THE REQUEST »
For the copy, please give all of the data again exactly and leave the pictures out.
* * *
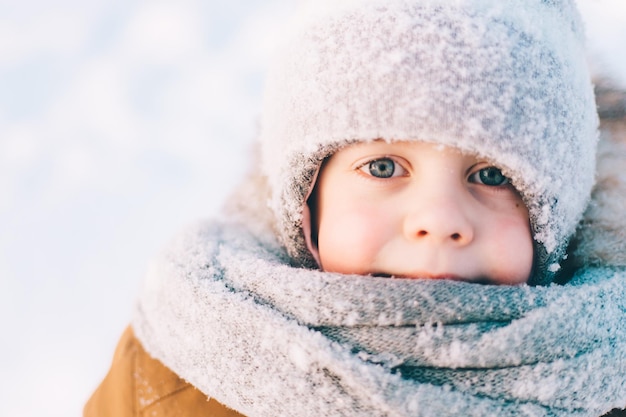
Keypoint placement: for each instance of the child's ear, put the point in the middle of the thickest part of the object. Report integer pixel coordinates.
(310, 224)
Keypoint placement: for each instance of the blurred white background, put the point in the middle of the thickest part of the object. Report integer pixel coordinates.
(120, 123)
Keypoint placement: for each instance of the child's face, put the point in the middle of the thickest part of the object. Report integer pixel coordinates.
(418, 210)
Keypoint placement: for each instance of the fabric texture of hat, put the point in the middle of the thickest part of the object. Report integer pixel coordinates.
(506, 80)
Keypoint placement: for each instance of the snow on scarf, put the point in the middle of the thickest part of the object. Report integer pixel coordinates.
(227, 313)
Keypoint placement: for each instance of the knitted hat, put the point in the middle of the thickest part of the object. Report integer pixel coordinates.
(506, 80)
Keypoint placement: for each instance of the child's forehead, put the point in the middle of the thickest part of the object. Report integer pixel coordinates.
(410, 146)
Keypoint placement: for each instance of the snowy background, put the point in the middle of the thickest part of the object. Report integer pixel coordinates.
(121, 122)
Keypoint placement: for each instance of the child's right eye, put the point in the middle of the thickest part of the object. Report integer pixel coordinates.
(383, 168)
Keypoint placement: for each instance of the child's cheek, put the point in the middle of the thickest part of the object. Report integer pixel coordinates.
(350, 240)
(511, 249)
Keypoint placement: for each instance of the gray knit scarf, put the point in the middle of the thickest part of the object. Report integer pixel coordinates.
(225, 311)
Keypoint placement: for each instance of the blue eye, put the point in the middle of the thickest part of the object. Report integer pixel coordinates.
(490, 176)
(382, 168)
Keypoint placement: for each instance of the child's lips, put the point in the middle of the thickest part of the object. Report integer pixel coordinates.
(427, 275)
(422, 275)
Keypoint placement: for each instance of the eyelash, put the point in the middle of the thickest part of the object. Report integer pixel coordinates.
(367, 167)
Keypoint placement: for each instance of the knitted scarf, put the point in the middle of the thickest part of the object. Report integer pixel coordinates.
(225, 311)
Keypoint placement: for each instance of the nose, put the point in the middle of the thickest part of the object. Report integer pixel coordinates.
(442, 221)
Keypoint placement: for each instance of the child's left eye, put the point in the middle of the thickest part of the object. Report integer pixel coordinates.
(383, 168)
(490, 176)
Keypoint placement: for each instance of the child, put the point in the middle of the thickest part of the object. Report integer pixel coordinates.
(411, 152)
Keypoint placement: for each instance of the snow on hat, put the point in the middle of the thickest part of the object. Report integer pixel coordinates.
(503, 79)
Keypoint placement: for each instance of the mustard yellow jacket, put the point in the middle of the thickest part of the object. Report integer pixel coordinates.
(139, 386)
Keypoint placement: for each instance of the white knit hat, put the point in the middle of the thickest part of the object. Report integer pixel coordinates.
(503, 79)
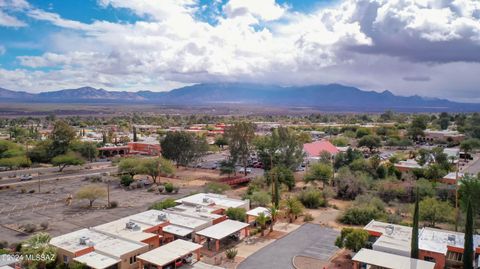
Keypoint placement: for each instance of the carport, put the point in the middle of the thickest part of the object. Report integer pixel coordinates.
(222, 230)
(169, 253)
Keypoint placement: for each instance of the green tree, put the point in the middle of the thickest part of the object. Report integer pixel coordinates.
(239, 214)
(129, 166)
(227, 167)
(262, 220)
(319, 172)
(167, 203)
(183, 148)
(370, 141)
(87, 150)
(283, 175)
(352, 238)
(221, 141)
(38, 246)
(414, 243)
(293, 208)
(468, 245)
(62, 136)
(240, 138)
(154, 167)
(67, 159)
(282, 148)
(91, 193)
(434, 211)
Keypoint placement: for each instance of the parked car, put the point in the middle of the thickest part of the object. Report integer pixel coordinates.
(26, 177)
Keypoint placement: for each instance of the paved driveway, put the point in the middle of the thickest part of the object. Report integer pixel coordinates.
(309, 240)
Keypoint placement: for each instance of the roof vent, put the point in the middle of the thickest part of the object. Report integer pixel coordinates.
(389, 229)
(452, 238)
(162, 216)
(83, 240)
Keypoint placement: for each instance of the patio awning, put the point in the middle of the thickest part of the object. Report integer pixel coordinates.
(223, 229)
(96, 260)
(170, 252)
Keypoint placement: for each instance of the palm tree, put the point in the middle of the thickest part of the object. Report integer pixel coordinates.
(293, 208)
(38, 246)
(468, 244)
(274, 212)
(262, 220)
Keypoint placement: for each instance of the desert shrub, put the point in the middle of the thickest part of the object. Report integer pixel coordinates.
(364, 209)
(231, 253)
(44, 225)
(259, 198)
(167, 203)
(311, 198)
(352, 238)
(3, 244)
(307, 217)
(239, 214)
(126, 180)
(169, 187)
(360, 216)
(113, 204)
(176, 189)
(216, 187)
(29, 227)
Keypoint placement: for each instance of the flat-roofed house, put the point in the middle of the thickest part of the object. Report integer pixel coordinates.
(102, 250)
(443, 248)
(217, 201)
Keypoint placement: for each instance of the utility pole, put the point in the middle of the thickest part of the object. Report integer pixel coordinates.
(456, 196)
* * *
ANSWER TO THIS EXERCISE »
Keypoint placement: for each instance of the child's ear, put the point in the middle of the thickest part of the object. Report integer pixel coordinates.
(310, 224)
Keypoint placement: for each instance of the blurred white background, put the point in the middle of the thickest part of the object. Report integer pixel coordinates.
(120, 123)
Keypoint placement: for each instance of the child's face, put the point in the middle of the thickest part of the object. Report integer pixel coordinates.
(418, 210)
Keypoint placement: for each instance of the fabric texture of hat, put the point in the middle of the thickest part of the object. Report integer pixel coordinates.
(506, 80)
Keypoint placement: for each instance of the snow on scarf, put the point in the middle of the thickest part of the object. Report integer pixel coordinates.
(227, 313)
Keypoint placement: for each instance of the knitted hat, put the point in the middle of the thickest part of the object. Report integer pixel coordinates.
(506, 80)
Keypoint placement: for each instance of the child's forehead, put the point in the middle of the thickest part of the object. Report integer pixel coordinates.
(410, 146)
Keypoint placement: for each instance of the snowy background, put the point in the middle of the thickest part of the object. Report integer pixel coordinates.
(121, 122)
Keypoint placement: for each instance of the child's right eye, put the point in the middle of the thickest part of the object. Report integer pixel coordinates.
(383, 168)
Keypoint placement: for each instance of the child's cheek, put the point in the middle of the thickest part of the object. Report integer pixel coordinates.
(350, 240)
(511, 249)
Keypoint placement: for each instance of the gray knit scarf, put the point in the middle of the thickest part of the object. Report integer pixel coordinates.
(225, 311)
Keypoint placement: for each instance of the blue eye, put the point in the middle of the thickest part of the object. Report integer pixel coordinates.
(490, 176)
(382, 168)
Keypoint placement: for each instance of the child's lips, put the point in the middle of the thickest part of the object. Report integer pixel coordinates.
(427, 275)
(422, 275)
Keypoint placement: for each instance of the eyelash, put the point in the middle of the thickest part of the object. Report integer pixel coordinates.
(367, 167)
Keypoint placement: for each instance of the knitted scarf, put the point in the middle of the thickest part of the object. Report integer pixel coordinates.
(225, 311)
Keypoint placement: for each instance of the nose, put the point in the middle of the thickest part of the object. Report integer pixel coordinates.
(442, 221)
Keypoint placement: for each instance of the child's left eye, put the point in the middle of the thickest part of the object. Report integer pixel coordinates.
(383, 168)
(490, 176)
Keypoint placement: for each instance of the child, put the point in the middle of the thickest part of the object. Report integer pixel coordinates.
(411, 152)
Keypoint placement: for each instance of the snow on hat, put the point in the middle of the thickest part of the object. Report integer pixel coordinates.
(503, 79)
Keypoint placement: for each instance of the mustard yellow jacket, put the point in the middle of the thickest part of the object. Report integer pixel coordinates.
(139, 386)
Keypoint placement: for each instance of the white knit hat, put the point in the middle of the thickest part of the object. Report integer pixel coordinates.
(503, 79)
Keypoint placement: for each instance of the carport, put the point in the middle of the thickest part of the object. Report integer pixel coordinates.
(222, 230)
(169, 253)
Keypoint placement: for each instance of the green tree, put the point in the middle of the thickest part of the object. Report integer pixel coordinates.
(239, 214)
(129, 166)
(227, 167)
(262, 220)
(319, 172)
(167, 203)
(183, 148)
(370, 141)
(87, 150)
(283, 175)
(352, 238)
(221, 141)
(38, 246)
(414, 243)
(293, 208)
(468, 245)
(62, 136)
(240, 138)
(154, 167)
(67, 159)
(282, 148)
(91, 193)
(434, 211)
Keypoint placement: for each instance of the parked car, put the point in the middle of the thickest part of the object. Report integer pixel coordinates.
(26, 177)
Keypoint placement: for each instance of the paved driveway, put the point in the middle of the thickest part of the object. Report integer pixel coordinates.
(309, 240)
Keypoint placement: for each instance of the roof vent, put the point in the middle of the thickest part of the object. Report integer pixel coordinates.
(389, 229)
(452, 238)
(162, 216)
(83, 240)
Keypoint placement: for each instance of the patio awning, put the point in the middle of the thickest part of the object. Report integer pixel coordinates.
(223, 229)
(96, 260)
(170, 252)
Keypoint placement: for each instance of the palm tree, put the point in the middle of the thickest part of the object. Report integer pixel coordinates.
(293, 208)
(38, 246)
(468, 244)
(274, 212)
(262, 220)
Keypoint placement: for each instance of the desert shrub, put the point in the middle of the thickest part of the object. Report integer pixel coordinates.
(364, 209)
(231, 253)
(44, 225)
(259, 198)
(167, 203)
(311, 198)
(352, 238)
(3, 244)
(307, 217)
(239, 214)
(126, 180)
(169, 187)
(360, 216)
(113, 204)
(176, 189)
(216, 187)
(29, 227)
Keypoint placement: for each instance of the flat-roofed house, put the point in the middle of the thickest part of the object. Report integer pixel coordinates.
(102, 250)
(443, 248)
(217, 201)
Keypoint placement: for each instance of the utility pole, put the point in the middle of the thickest part of the object. Report integer pixel coordinates.
(456, 196)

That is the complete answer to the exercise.